## Stated goal a
Reproduce the passage on wheat residue composition word for word, in full.

## Provided passage

::::

Leaf blades, leaf sheaths, stems and chaff were analyzed for total carbon, total nitrogen, total non-structural carbohydrates (TNSC) and water soluble carbon (Table 2). Residue is approximately 40 percent carbon and the remainder is other constituents, including oxygen, hydrogen, phosphorus, calcium, magnesium, nitrogen, potassium and sulfur. Chemical composition of residue has an influence on the rate of residue decomposition. Soluble carbon, TNSC and carbon-nitrogen ratio (C: N) are indicators of the relative rate at which residue will decompose. Higher values for soluble carbon and TNSC and lower C :N ratio indicate a more rapid rate of decomposition. From this, it can be inferred that the relative rate of decomposition of the various components would be leaf blades > leaf sheaths > chaff > stem.
Table 1. Physical composition by weight of Daws winter wheat plants and residue (modified from Collins 1987).
Crop Year | Sample Number | Grain | Residue | Leaf Blade | Leaf Sheath | Stem | Chaff |
---|---|---|---|---|---|---|---|
(% of plant) | (% of residue) | ||||||
1984 | 6 | 41 | 59 | 14 | 20 | 38 | 28 |
1985 | 15 | 48 | 52 | 11 | 21 | 35 | 33 |
Table 2. Chemical composition of Daws winter wheat residue (modified from Collins 1987).

::::

## Excerpted data

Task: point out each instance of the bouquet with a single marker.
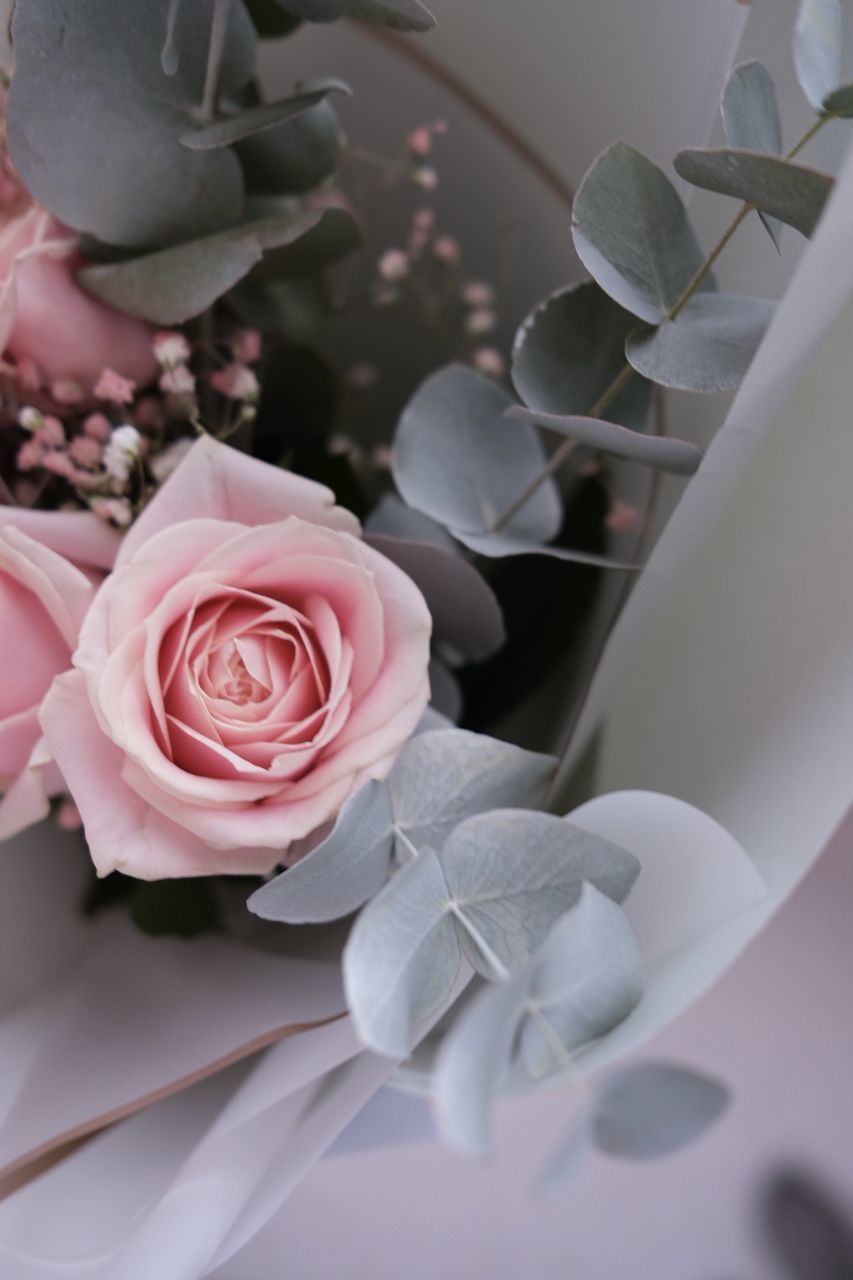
(306, 581)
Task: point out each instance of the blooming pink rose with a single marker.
(42, 602)
(249, 663)
(46, 318)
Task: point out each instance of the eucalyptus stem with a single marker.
(215, 54)
(564, 452)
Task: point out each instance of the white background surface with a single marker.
(778, 1029)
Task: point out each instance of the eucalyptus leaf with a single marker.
(402, 958)
(587, 979)
(400, 14)
(173, 284)
(655, 1109)
(514, 873)
(443, 777)
(342, 873)
(296, 310)
(445, 691)
(787, 191)
(94, 122)
(819, 49)
(393, 519)
(751, 119)
(707, 348)
(228, 129)
(473, 1063)
(459, 461)
(680, 457)
(465, 612)
(296, 156)
(840, 101)
(633, 234)
(569, 351)
(334, 234)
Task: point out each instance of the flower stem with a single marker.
(626, 373)
(215, 53)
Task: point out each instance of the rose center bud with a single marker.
(242, 688)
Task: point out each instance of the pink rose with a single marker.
(46, 318)
(42, 603)
(249, 663)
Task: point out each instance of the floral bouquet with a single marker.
(346, 737)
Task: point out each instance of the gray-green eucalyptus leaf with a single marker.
(569, 351)
(707, 348)
(790, 192)
(228, 129)
(94, 122)
(402, 958)
(460, 462)
(749, 109)
(398, 14)
(840, 101)
(633, 234)
(173, 284)
(514, 873)
(679, 457)
(445, 777)
(465, 612)
(587, 979)
(641, 1112)
(296, 156)
(473, 1064)
(441, 777)
(340, 876)
(819, 49)
(751, 119)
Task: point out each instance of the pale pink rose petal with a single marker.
(48, 318)
(24, 803)
(78, 535)
(219, 483)
(123, 832)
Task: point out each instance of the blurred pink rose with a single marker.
(42, 602)
(247, 666)
(46, 318)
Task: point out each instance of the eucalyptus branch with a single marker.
(564, 452)
(215, 54)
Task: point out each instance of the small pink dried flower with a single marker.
(393, 265)
(114, 388)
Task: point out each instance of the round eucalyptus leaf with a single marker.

::::

## Stated goal b
From the records, take the line containing "Task: point out each instance of the blurred" up to and including the last line of the records, and rewrite only those lines. Keep each request as it is, and multiply every coordinate in the answers by 2, rounding to whole numbers with halves rounded up.

## Exercise output a
Leaf blades, leaf sheaths, stems and chaff were analyzed for total carbon, total nitrogen, total non-structural carbohydrates (TNSC) and water soluble carbon (Table 2). Residue is approximately 40 percent carbon and the remainder is other constituents, including oxygen, hydrogen, phosphorus, calcium, magnesium, nitrogen, potassium and sulfur. Chemical composition of residue has an influence on the rate of residue decomposition. Soluble carbon, TNSC and carbon-nitrogen ratio (C: N) are indicators of the relative rate at which residue will decompose. Higher values for soluble carbon and TNSC and lower C :N ratio indicate a more rapid rate of decomposition. From this, it can be inferred that the relative rate of decomposition of the various components would be leaf blades > leaf sheaths > chaff > stem.
Table 1. Physical composition by weight of Daws winter wheat plants and residue (modified from Collins 1987).
Crop Year | Sample Number | Grain | Residue | Leaf Blade | Leaf Sheath | Stem | Chaff |
---|---|---|---|---|---|---|---|
(% of plant) | (% of residue) | ||||||
1984 | 6 | 41 | 59 | 14 | 20 | 38 | 28 |
1985 | 15 | 48 | 52 | 11 | 21 | 35 | 33 |
Table 2. Chemical composition of Daws winter wheat residue (modified from Collins 1987).

## Exercise output b
Task: point out each instance of the blurred pink rose with a single marker.
(84, 1204)
(494, 1332)
(92, 636)
Task: point out each instance of the eucalyptus branch with a single marker.
(1128, 904)
(430, 108)
Task: point out each instance of the small pink dried flower with a single marker.
(786, 530)
(228, 776)
Task: point out each instance of the round eucalyptus leaf with a single marker.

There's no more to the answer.